*What you will do*
Rename "black mesh skirting" to "dark mesh skirting" throughout the records below, and leave every other part of them unchanged.

[Named region outline records]

------------

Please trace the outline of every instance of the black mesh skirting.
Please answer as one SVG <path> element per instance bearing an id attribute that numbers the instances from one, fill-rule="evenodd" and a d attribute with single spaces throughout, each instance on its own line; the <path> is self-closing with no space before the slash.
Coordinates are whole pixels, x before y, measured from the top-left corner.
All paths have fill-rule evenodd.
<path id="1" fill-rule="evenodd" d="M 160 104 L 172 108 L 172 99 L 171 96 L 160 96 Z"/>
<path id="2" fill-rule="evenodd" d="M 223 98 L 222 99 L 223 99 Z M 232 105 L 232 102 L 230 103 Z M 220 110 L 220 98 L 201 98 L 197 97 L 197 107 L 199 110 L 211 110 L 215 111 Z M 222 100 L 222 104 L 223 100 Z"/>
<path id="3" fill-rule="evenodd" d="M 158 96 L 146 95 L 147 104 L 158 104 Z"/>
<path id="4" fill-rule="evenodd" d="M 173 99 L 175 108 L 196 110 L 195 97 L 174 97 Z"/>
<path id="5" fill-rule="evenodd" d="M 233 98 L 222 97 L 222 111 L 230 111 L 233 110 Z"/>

------------

*Task result*
Please trace the outline of every instance of the dark mesh skirting.
Please answer as one SVG <path> element per instance bearing an id attribute that numbers the instances from one, fill-rule="evenodd" and a d attribute with single spaces throughout, each instance on its own line; the <path> is self-closing with no space before the slash.
Coordinates are whole pixels, x before y, measured from the top-left corner.
All paths have fill-rule evenodd.
<path id="1" fill-rule="evenodd" d="M 160 104 L 172 108 L 172 99 L 171 96 L 160 96 Z"/>
<path id="2" fill-rule="evenodd" d="M 223 98 L 222 99 L 223 99 Z M 232 105 L 232 102 L 230 103 Z M 220 110 L 220 98 L 201 98 L 197 97 L 197 107 L 199 110 L 211 110 L 215 111 Z M 222 100 L 222 104 L 223 100 Z"/>
<path id="3" fill-rule="evenodd" d="M 158 96 L 146 95 L 147 104 L 158 104 Z"/>
<path id="4" fill-rule="evenodd" d="M 173 99 L 175 108 L 196 110 L 195 97 L 174 97 Z"/>
<path id="5" fill-rule="evenodd" d="M 233 98 L 222 97 L 222 111 L 230 111 L 233 110 Z"/>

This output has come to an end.